▶ **WORK ORDER**:
Look for the word "countertop" in the entries below, then copy every line that has it.

▶ **THE INPUT**:
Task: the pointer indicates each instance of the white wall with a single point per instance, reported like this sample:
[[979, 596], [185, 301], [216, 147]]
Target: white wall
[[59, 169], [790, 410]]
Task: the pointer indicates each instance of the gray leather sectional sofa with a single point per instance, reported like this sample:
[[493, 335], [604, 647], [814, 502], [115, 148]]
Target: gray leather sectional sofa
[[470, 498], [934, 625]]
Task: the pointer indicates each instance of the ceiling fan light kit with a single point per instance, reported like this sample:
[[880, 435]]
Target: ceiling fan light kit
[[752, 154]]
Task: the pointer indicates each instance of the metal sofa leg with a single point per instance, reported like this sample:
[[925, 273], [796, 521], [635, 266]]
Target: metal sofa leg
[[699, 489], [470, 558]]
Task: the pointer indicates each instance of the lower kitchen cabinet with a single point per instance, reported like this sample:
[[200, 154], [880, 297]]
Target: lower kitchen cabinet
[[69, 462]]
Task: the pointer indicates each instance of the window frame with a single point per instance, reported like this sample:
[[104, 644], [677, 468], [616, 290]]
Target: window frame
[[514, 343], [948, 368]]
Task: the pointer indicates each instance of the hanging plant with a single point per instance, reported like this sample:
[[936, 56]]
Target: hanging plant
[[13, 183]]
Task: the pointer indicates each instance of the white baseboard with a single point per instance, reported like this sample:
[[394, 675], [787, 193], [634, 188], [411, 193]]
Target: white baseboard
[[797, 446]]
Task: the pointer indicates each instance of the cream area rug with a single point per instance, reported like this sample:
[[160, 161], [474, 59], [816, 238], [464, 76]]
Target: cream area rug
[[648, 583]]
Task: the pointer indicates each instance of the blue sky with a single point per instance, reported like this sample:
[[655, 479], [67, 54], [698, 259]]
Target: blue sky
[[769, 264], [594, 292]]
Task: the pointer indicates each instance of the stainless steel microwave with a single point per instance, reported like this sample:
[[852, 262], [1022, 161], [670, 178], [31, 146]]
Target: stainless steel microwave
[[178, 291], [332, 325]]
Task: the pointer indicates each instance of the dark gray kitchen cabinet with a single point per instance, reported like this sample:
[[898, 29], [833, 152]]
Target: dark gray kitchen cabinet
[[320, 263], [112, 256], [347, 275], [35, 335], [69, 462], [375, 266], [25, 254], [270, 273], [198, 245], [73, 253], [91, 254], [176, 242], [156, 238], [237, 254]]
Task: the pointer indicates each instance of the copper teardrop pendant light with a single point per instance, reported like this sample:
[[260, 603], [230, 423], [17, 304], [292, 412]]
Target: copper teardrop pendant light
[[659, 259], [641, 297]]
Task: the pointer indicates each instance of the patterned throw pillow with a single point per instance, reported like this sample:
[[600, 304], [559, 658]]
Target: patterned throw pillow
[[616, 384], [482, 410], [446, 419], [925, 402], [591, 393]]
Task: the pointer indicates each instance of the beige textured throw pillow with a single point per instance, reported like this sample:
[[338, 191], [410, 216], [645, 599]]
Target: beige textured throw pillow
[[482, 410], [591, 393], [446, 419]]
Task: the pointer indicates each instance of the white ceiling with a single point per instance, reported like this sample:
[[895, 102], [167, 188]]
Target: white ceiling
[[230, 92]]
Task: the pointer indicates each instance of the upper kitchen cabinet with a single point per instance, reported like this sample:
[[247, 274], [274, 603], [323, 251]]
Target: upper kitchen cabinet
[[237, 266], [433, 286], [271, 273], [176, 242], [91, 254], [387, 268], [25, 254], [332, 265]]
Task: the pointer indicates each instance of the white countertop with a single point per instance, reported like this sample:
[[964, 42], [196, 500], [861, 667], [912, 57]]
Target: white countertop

▶ **EXERCISE RESPONSE**:
Task: the pointer indicates each instance of the white countertop with a single point per instance, reported like this sample:
Target: white countertop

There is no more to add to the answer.